--- PASSAGE ---

You are viewing a plain text version of this content. The canonical link for it is here.
Posted to users@kafka.apache.org by Sam Lendle <sl...@pandora.com> on 2018/07/11 18:42:09 UTC

Kafka Streams processor node metrics process rate with multiple stream threads

Hello!

Using kafka-streams 1.1.0, I noticed when I sum the process rate metric for a given processor node, the rate is many times higher than the number of incoming messages. Digging further, it looks like the rate metric associated with each thread in a given application instance is always the same, and if I average by instance and then sum the rates, I recover the incoming message rate.  So it looks like the rate metric for each stream thread is actually the reporting the rate for all threads on the instance.

Is this a known issue, or am I misusing the metric? I’m not sure if this affects other metrics, but it does look like the average latency metric is identical for all threads on the same instance, so I suspect it does.

Thanks,
Sam

Re: Kafka Streams processor node metrics process rate with multiple stream threads

Posted by Guozhang Wang <wa...@gmail.com>.

---

• [YOUR TASK]:
In the metrics post, why does the poster conclude that each stream thread's rate metric actually reports the rate for all threads on the instance? Answer in one to three sentences. Rely only on the metrics post to respond.

--- PROVIDED DATA ---

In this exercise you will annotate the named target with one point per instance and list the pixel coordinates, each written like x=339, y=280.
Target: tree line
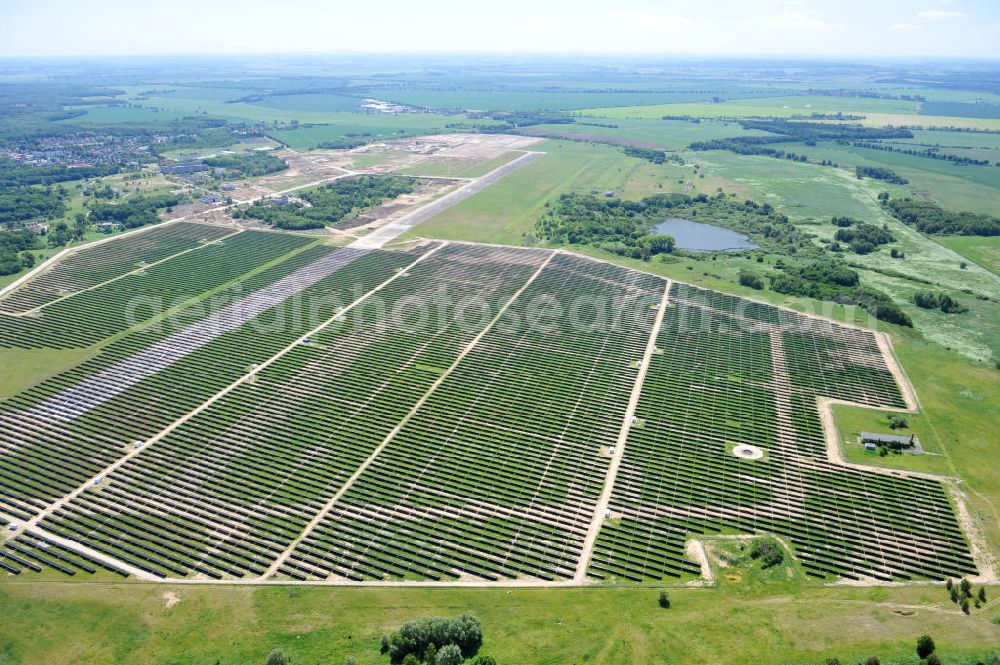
x=931, y=218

---

• [SOLUTION FOR THIS EXERCISE]:
Within a given application instance, the rate metric for each thread is always the same. Summing every thread's rate gives a figure many times higher than the incoming message rate, but averaging by instance and then summing recovers that rate.